- [TASK TO COMPLETE]: How many lines of the entries below contain the string "green"? Case counts; reply with the number alone.

Data entries:
--*--

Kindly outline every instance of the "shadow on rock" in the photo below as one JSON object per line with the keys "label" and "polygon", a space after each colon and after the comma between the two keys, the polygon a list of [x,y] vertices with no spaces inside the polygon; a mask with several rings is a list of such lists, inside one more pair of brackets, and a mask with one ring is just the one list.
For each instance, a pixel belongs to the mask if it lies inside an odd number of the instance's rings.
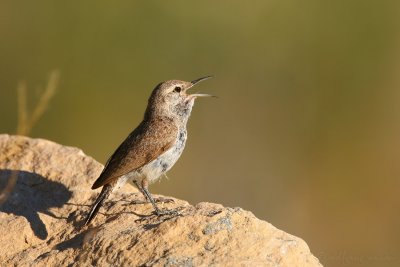
{"label": "shadow on rock", "polygon": [[16,184],[8,199],[0,206],[0,211],[24,216],[34,234],[44,240],[48,236],[46,225],[39,212],[58,218],[48,209],[62,207],[72,196],[63,184],[27,171],[0,170],[0,190],[7,187],[10,177],[17,175]]}

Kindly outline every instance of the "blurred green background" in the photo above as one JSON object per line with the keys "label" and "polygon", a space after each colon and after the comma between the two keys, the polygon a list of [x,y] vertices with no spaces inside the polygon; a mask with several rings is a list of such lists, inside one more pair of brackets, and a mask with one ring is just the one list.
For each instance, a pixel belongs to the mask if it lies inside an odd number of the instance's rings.
{"label": "blurred green background", "polygon": [[154,193],[240,206],[326,266],[400,264],[400,2],[1,1],[0,132],[19,81],[31,132],[105,163],[153,87],[215,78]]}

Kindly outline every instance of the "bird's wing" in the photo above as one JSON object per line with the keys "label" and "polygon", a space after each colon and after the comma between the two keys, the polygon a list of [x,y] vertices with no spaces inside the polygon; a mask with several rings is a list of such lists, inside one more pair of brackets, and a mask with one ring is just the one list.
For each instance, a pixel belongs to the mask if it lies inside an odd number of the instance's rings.
{"label": "bird's wing", "polygon": [[155,160],[173,146],[178,127],[168,118],[142,122],[107,161],[92,189],[108,184],[120,176]]}

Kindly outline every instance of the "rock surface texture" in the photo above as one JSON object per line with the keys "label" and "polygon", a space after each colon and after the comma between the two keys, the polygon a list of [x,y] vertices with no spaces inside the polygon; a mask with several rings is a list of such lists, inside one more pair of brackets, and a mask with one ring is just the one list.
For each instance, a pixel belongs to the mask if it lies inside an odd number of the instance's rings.
{"label": "rock surface texture", "polygon": [[0,135],[0,265],[321,266],[303,240],[251,212],[173,199],[160,205],[182,215],[157,217],[133,188],[82,227],[102,168],[77,148]]}

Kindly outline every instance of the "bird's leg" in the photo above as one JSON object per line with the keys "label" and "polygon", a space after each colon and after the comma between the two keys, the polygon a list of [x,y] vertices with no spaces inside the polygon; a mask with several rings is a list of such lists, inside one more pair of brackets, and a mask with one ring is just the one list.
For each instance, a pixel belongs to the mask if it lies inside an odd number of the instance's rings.
{"label": "bird's leg", "polygon": [[160,210],[158,208],[158,206],[156,205],[156,202],[154,201],[153,197],[151,196],[148,187],[149,187],[149,182],[147,181],[147,179],[143,179],[142,180],[142,185],[141,185],[142,193],[150,201],[151,205],[153,205],[153,208],[154,208],[154,210],[155,210],[155,212],[157,213],[158,216],[160,216],[160,215],[168,215],[168,214],[171,214],[171,215],[178,215],[179,214],[175,210]]}

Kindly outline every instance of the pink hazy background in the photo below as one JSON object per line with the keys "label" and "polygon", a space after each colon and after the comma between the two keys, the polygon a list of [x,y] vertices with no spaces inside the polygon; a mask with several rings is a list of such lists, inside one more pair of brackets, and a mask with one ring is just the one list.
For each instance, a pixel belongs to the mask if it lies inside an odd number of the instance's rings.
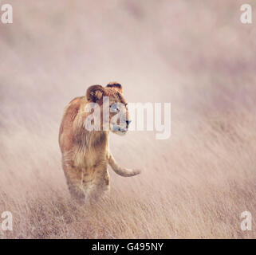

--*--

- [ANSWER IN FULL]: 2